### [Problem details]
Search the records for the string "paved", and show each line where it appears.

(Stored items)
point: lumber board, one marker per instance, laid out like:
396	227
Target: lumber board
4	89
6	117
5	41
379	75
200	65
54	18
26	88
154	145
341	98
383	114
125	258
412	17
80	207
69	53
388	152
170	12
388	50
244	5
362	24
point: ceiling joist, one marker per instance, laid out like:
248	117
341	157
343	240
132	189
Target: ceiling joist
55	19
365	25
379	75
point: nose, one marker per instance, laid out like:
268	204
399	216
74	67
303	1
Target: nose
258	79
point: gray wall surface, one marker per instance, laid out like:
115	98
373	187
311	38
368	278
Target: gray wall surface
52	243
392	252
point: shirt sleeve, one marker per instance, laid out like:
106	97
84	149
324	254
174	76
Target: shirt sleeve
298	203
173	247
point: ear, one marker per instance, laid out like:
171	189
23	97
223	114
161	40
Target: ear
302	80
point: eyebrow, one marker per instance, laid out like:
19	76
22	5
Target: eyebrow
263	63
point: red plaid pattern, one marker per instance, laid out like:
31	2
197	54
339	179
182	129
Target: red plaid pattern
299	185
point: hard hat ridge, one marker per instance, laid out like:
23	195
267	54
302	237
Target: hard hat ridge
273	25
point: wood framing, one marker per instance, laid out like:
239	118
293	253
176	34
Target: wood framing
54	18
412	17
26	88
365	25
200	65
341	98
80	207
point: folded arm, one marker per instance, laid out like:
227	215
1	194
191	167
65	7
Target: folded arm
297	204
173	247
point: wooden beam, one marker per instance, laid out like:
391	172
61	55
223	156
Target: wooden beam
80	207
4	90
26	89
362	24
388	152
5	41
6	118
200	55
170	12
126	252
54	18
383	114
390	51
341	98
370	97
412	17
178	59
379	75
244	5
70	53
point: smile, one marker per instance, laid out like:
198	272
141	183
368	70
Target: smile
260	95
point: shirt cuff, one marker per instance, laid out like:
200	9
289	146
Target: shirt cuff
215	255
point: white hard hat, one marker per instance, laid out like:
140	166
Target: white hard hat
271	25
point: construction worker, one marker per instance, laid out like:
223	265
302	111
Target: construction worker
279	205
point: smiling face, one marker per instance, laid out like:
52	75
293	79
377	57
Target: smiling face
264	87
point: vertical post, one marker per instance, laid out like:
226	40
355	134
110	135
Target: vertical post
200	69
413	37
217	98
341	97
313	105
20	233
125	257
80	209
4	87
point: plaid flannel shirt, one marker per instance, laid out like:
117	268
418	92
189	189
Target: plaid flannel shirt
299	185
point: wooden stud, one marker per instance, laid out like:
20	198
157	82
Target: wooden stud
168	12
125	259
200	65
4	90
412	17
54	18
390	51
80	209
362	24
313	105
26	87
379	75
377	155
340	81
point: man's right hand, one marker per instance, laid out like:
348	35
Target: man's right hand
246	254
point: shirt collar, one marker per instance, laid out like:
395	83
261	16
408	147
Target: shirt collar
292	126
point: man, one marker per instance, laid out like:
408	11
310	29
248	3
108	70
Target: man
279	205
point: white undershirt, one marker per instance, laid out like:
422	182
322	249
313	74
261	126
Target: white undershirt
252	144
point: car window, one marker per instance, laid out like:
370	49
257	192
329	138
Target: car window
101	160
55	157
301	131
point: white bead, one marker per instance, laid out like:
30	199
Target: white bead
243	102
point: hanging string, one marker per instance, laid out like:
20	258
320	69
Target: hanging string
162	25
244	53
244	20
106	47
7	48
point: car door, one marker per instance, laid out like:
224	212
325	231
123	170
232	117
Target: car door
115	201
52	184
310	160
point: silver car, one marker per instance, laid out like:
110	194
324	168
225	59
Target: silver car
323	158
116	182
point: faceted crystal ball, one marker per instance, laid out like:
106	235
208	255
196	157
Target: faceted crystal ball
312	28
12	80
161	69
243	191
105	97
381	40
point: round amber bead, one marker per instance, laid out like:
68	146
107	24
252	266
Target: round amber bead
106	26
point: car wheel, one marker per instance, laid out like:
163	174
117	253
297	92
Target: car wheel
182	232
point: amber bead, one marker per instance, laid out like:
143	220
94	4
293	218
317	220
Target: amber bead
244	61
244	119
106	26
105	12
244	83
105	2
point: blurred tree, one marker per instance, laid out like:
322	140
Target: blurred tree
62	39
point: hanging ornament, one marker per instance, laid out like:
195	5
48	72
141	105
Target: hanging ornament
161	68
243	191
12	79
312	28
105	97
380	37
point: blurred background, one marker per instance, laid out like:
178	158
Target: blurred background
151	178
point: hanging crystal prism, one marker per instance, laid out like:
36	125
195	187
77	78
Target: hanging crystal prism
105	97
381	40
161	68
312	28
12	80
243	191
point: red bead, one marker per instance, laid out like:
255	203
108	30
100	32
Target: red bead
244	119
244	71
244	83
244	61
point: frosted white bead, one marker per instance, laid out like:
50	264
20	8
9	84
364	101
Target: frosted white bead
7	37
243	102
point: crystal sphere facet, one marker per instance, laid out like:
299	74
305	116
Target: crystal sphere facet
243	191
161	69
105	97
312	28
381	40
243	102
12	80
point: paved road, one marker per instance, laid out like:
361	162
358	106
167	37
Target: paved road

### [Solution to the problem]
point: paved road, one marker per instance, laid out like:
Target: paved road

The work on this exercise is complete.